Reproduce the listing below from the line with "TARGET: mushroom cap surface" to the line with "TARGET: palm tree", both lines included, character for character, minus any pictures.

Start of Block

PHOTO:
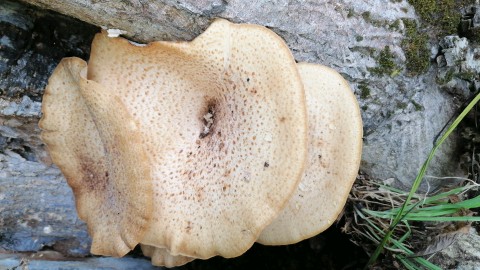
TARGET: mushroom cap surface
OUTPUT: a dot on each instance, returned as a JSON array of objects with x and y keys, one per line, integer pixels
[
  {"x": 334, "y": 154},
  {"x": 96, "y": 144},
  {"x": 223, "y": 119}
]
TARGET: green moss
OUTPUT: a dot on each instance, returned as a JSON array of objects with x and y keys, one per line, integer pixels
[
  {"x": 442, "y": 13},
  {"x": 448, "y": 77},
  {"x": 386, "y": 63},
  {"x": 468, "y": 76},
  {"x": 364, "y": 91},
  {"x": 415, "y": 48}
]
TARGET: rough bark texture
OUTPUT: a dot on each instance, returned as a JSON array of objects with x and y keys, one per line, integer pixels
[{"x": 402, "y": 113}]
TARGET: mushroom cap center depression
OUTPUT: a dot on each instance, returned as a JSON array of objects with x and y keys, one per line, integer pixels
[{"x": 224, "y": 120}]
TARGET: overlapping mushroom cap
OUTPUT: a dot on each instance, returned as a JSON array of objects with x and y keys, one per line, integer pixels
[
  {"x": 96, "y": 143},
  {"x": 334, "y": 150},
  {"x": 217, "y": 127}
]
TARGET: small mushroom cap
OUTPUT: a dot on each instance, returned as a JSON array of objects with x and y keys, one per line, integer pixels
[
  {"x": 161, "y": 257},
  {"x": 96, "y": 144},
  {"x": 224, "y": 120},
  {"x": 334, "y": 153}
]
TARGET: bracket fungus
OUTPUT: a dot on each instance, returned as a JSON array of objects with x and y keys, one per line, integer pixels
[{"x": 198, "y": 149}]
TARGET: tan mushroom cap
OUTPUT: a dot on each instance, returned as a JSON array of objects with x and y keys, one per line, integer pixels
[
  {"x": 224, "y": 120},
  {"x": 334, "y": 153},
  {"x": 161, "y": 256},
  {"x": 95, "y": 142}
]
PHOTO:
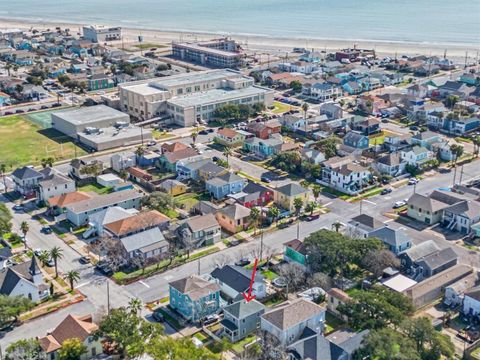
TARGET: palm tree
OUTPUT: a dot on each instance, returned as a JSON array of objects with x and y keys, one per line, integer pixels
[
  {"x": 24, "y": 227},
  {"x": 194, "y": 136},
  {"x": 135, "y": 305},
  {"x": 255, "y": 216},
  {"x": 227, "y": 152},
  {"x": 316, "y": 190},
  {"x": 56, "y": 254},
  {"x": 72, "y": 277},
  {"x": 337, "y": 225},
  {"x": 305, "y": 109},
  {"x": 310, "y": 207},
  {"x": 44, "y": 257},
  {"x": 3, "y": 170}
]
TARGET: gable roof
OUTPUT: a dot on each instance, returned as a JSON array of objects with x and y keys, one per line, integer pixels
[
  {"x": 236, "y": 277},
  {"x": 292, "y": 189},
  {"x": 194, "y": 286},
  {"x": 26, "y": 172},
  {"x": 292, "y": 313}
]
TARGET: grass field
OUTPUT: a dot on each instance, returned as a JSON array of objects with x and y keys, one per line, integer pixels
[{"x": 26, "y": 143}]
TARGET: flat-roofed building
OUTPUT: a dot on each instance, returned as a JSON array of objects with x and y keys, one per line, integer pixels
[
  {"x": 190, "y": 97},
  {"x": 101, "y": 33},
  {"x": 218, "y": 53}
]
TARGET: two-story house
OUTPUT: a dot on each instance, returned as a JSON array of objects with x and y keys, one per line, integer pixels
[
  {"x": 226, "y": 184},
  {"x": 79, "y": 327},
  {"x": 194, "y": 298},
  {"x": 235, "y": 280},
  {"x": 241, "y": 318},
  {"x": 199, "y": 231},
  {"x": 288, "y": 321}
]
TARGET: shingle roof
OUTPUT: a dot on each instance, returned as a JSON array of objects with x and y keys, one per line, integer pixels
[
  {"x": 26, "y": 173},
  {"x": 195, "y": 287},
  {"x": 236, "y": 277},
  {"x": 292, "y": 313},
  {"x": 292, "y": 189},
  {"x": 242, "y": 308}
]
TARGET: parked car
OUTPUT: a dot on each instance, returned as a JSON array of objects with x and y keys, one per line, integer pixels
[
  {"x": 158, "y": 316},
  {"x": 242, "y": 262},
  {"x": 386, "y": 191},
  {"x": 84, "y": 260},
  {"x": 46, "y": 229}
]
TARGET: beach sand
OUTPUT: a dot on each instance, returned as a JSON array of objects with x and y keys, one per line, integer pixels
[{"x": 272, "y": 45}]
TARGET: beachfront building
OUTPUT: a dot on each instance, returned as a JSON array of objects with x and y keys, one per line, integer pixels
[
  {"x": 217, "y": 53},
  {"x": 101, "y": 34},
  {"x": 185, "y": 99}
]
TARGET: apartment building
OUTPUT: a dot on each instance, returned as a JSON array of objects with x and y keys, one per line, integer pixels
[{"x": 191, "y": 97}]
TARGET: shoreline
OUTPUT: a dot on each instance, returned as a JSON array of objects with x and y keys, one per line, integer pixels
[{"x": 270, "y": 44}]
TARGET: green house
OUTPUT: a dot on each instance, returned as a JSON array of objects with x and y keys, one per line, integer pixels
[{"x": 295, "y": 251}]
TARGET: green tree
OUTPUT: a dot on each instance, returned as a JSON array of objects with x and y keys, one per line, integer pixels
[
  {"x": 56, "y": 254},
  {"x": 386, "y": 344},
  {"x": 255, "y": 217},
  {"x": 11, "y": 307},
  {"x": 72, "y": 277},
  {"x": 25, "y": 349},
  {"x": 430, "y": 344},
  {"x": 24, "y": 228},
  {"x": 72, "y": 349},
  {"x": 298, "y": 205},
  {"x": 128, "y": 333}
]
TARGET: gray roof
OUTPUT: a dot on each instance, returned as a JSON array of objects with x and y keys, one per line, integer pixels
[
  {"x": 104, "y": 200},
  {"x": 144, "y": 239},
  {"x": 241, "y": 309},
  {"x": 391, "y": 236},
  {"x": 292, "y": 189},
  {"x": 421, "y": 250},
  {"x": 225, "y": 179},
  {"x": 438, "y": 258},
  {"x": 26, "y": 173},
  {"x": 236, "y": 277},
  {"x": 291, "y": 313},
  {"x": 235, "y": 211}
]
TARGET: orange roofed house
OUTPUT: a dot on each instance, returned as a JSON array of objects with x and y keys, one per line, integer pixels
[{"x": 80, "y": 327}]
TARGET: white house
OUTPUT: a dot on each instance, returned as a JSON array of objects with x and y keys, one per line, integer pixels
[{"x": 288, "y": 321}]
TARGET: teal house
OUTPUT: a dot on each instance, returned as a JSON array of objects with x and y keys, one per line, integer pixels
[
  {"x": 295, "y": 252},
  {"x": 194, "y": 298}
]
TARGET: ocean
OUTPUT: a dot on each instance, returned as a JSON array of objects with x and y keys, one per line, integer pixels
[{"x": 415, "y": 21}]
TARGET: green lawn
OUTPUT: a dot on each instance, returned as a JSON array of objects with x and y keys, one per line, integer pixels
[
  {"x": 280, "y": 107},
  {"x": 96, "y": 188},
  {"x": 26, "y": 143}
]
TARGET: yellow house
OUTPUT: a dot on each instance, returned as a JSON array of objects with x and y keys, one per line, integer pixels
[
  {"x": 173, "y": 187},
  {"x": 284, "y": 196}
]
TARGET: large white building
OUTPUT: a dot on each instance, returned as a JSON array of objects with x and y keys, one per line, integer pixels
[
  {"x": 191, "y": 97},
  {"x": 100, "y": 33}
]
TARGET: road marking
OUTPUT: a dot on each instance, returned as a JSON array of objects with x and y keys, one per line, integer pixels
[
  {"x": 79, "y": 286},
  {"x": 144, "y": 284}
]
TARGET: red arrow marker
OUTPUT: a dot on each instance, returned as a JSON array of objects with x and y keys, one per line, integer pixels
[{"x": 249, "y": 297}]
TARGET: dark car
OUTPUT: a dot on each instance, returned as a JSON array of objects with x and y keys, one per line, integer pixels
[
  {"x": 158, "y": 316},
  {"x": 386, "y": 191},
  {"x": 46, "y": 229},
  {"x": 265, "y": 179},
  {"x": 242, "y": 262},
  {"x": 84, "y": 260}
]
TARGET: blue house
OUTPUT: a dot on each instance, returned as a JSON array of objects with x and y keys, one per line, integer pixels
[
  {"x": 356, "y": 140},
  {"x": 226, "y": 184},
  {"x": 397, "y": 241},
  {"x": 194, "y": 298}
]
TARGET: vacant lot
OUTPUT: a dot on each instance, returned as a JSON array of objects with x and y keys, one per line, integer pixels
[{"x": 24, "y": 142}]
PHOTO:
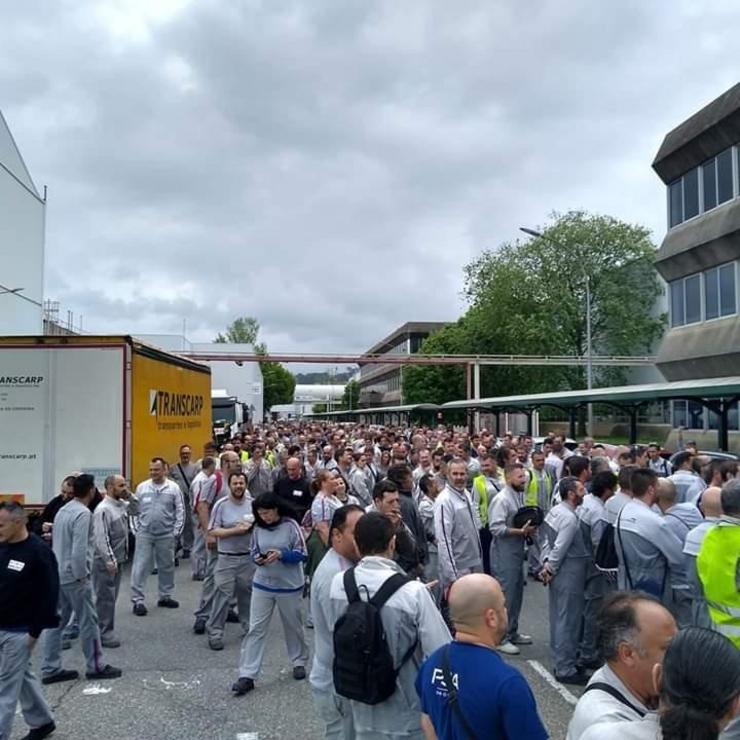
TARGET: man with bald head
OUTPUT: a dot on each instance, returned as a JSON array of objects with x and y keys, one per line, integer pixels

End of Block
Start of Block

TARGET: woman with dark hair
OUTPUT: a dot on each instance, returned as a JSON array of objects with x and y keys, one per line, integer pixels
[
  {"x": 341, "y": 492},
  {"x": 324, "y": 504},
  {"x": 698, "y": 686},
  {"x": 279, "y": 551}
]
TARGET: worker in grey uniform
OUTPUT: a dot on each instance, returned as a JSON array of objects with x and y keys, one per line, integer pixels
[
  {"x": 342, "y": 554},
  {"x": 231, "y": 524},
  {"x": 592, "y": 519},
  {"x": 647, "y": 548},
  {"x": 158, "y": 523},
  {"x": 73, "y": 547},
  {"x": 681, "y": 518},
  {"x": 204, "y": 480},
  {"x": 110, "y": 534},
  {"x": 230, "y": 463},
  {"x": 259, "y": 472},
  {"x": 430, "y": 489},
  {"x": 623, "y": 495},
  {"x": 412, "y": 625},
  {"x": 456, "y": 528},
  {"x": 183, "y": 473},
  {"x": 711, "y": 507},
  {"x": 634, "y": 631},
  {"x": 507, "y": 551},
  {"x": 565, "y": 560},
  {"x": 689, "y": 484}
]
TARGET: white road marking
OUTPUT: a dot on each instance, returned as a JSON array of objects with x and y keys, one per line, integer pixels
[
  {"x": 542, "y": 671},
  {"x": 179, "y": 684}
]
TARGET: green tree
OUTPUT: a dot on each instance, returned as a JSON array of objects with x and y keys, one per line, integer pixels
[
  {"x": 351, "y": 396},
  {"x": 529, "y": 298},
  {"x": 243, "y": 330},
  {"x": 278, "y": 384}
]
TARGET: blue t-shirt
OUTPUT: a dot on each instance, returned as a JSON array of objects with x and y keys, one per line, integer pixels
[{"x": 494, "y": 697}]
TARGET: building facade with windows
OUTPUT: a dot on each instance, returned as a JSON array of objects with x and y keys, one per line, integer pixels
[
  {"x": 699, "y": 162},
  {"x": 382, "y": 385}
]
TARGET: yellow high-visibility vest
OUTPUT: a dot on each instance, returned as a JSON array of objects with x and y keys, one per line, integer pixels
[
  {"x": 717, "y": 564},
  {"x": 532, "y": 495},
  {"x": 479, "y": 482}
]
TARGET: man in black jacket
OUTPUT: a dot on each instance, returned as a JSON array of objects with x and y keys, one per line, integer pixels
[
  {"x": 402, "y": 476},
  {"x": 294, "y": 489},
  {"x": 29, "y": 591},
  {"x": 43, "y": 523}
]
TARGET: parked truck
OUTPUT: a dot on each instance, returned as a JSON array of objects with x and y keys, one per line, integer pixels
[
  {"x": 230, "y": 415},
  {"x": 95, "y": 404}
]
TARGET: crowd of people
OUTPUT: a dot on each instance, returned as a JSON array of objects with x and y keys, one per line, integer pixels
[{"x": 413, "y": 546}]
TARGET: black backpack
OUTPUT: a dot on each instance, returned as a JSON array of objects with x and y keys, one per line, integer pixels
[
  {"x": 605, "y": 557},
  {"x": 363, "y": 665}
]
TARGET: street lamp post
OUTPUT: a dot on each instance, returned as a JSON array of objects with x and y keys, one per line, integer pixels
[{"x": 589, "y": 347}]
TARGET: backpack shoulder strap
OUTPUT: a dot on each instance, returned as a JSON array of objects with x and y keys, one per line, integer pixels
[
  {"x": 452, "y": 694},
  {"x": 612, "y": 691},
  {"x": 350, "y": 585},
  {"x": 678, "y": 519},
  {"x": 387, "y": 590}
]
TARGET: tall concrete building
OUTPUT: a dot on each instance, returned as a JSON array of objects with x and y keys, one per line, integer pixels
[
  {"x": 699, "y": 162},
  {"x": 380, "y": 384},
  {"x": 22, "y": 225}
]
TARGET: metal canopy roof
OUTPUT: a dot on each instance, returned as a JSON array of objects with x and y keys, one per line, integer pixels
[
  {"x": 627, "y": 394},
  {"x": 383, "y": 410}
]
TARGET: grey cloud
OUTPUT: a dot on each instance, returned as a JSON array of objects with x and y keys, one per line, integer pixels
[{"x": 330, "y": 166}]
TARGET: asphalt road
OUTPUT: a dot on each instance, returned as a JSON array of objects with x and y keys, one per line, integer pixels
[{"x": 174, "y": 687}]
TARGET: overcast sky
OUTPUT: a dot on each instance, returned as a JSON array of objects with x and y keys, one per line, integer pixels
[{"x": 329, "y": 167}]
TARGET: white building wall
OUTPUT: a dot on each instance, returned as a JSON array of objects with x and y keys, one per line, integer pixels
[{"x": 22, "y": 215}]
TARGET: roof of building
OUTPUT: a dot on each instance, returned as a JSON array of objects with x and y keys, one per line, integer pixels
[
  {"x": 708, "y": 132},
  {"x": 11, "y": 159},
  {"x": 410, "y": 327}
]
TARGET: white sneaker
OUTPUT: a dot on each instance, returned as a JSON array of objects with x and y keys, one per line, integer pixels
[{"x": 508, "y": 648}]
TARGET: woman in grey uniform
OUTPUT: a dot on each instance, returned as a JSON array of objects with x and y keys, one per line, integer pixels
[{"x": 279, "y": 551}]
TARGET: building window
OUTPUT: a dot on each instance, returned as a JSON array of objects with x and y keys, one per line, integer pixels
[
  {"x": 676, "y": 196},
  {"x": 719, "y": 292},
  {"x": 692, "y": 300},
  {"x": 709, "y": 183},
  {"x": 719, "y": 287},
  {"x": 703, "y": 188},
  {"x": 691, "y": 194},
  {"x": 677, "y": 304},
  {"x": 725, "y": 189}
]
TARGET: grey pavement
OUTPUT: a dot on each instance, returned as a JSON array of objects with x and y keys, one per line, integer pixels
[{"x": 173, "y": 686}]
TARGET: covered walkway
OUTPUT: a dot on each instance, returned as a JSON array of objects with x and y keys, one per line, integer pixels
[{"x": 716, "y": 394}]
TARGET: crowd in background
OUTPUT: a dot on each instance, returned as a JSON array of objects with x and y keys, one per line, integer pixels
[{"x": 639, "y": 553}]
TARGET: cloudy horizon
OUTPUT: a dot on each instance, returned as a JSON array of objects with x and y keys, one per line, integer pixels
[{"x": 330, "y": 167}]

End of Block

◆ SOLVED PROBLEM
TARGET: mushroom cap surface
OUTPUT: a dot on each instance, returned as a JSON array of objects with x and y keys, one per line, integer pixels
[
  {"x": 334, "y": 154},
  {"x": 96, "y": 144},
  {"x": 223, "y": 119}
]
TARGET: green moss
OUTPUT: a dot on each instance, returned as a JSON array of objects with x and y keys, one per line, integer pixels
[
  {"x": 442, "y": 13},
  {"x": 448, "y": 77},
  {"x": 386, "y": 63},
  {"x": 468, "y": 76},
  {"x": 364, "y": 91},
  {"x": 415, "y": 48}
]
TARGET: rough bark texture
OUTPUT: a dot on each instance, returned as a JSON array of objects with x and y keys, one per line, integer pixels
[{"x": 402, "y": 113}]
TARGET: mushroom cap center depression
OUTPUT: a dot on each instance, returned as a JSON array of objects with x and y keys, one per line, integer pixels
[{"x": 224, "y": 120}]
TARGET: overlapping mushroom cap
OUTPUT: a dot on each instance, returned as a JSON array of objects with x and y keys, one per line, integer pixels
[
  {"x": 96, "y": 143},
  {"x": 334, "y": 150},
  {"x": 217, "y": 127}
]
TARGET: small mushroom cap
OUTPUT: a dot on each instance, returned as a JSON array of objects with x and y keys, one per line, integer pixels
[
  {"x": 161, "y": 257},
  {"x": 96, "y": 144},
  {"x": 224, "y": 120},
  {"x": 334, "y": 153}
]
TARGET: bracket fungus
OUTPUT: a dot on each instance, returned as a JSON array of objects with x and y keys, one per line, integer pixels
[{"x": 198, "y": 149}]
TARGET: tan mushroom cap
OUTPUT: a dot on each instance, returned as a JSON array of objects with x and y keys, one per line, integer pixels
[
  {"x": 224, "y": 120},
  {"x": 334, "y": 153},
  {"x": 161, "y": 256},
  {"x": 95, "y": 142}
]
PHOTO:
TARGET: palm tree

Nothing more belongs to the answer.